DATASET EXTRACT:

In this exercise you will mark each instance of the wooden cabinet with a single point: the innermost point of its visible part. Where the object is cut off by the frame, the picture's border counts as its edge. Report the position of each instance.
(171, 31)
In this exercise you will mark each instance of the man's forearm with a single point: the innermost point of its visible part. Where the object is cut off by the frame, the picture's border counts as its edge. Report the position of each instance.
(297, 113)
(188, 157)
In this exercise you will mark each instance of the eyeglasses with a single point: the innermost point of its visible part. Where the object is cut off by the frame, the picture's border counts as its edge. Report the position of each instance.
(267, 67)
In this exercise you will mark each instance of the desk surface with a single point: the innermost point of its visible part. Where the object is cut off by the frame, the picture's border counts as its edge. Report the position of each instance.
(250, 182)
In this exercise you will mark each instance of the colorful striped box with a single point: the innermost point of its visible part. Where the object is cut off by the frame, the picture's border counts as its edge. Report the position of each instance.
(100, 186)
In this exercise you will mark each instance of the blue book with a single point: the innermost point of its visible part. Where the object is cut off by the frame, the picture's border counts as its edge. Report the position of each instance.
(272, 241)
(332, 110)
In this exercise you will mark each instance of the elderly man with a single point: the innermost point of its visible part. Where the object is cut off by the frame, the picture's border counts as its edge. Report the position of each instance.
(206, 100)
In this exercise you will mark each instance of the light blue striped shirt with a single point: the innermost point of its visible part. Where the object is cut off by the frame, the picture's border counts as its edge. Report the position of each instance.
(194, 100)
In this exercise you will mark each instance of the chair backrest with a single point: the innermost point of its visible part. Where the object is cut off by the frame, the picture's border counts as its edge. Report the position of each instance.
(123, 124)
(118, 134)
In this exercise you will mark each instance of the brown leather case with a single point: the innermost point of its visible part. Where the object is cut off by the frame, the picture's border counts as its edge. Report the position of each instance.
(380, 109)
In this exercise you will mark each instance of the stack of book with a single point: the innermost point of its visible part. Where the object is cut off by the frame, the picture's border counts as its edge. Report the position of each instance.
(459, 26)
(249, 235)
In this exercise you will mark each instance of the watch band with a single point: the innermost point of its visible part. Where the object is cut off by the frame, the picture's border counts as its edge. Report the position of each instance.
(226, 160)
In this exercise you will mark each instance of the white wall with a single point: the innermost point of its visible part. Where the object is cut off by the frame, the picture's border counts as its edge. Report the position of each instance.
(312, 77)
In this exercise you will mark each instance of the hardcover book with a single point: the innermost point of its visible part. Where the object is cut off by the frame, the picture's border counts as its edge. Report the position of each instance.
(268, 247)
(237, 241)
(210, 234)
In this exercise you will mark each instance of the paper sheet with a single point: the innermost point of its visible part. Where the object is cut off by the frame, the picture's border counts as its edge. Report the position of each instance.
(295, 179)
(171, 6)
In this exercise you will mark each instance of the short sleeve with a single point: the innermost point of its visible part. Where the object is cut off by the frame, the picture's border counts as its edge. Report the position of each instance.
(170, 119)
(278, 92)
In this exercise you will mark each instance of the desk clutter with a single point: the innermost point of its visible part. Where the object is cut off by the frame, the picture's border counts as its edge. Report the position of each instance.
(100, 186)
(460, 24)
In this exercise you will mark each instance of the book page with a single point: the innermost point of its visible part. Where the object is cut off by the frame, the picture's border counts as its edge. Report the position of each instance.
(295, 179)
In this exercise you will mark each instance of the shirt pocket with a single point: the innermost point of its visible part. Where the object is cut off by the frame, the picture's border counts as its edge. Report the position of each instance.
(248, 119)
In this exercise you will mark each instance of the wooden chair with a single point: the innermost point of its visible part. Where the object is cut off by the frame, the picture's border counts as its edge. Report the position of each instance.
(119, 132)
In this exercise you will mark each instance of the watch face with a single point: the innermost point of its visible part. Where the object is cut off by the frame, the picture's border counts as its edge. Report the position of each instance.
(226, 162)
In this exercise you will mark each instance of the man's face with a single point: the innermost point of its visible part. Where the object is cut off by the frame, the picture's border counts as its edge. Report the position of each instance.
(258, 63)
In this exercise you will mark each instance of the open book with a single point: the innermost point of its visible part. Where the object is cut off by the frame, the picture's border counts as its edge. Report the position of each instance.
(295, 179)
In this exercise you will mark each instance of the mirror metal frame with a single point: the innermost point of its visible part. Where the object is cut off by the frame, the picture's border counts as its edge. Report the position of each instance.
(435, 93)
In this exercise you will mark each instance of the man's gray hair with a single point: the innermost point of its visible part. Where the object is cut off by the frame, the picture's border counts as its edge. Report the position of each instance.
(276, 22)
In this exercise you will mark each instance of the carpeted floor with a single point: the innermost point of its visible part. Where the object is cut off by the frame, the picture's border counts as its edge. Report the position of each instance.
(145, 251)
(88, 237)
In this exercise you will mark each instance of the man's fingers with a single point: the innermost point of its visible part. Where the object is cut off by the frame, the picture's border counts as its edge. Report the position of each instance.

WHAT YOU WILL DO:
Everything from the line with "In this exercise you will mark each instance of the open" through the last line of the material above should be echoed exactly, and nothing else.

RESULT FOR THIS TASK:
In this exercise you will mark each instance of the open book with a single point: the innermost point of its visible part. Where the object is cut off by the frame, the picture's border counts as its edge. Report the position of each instance.
(295, 179)
In this exercise you will mark each instance of the mirror metal frame with a single point: the innermost point of its visible part. Where the object is cut off by the frame, the picture's border counts as its edge. Report the position of each instance.
(435, 93)
In this exercise you will mark each instance of the man's gray hair with a single point: the innermost point of its visible part. Where the object is cut off by the frame, the picture's border counts as its edge. Report the position of each instance.
(276, 22)
In this exercise you will mark each instance of the carpeted floor with a single point: the innermost point of its visible part. Where the object is cut off by the frame, the picture's border counts as its edge. Report the position of each instance.
(145, 251)
(88, 237)
In this exercise you will mark each instance of the man's fingers with a single point: the innermost point of its visible part. Where the object is cut off by the frame, the picture's border counts as its edge. Report the position of each instance.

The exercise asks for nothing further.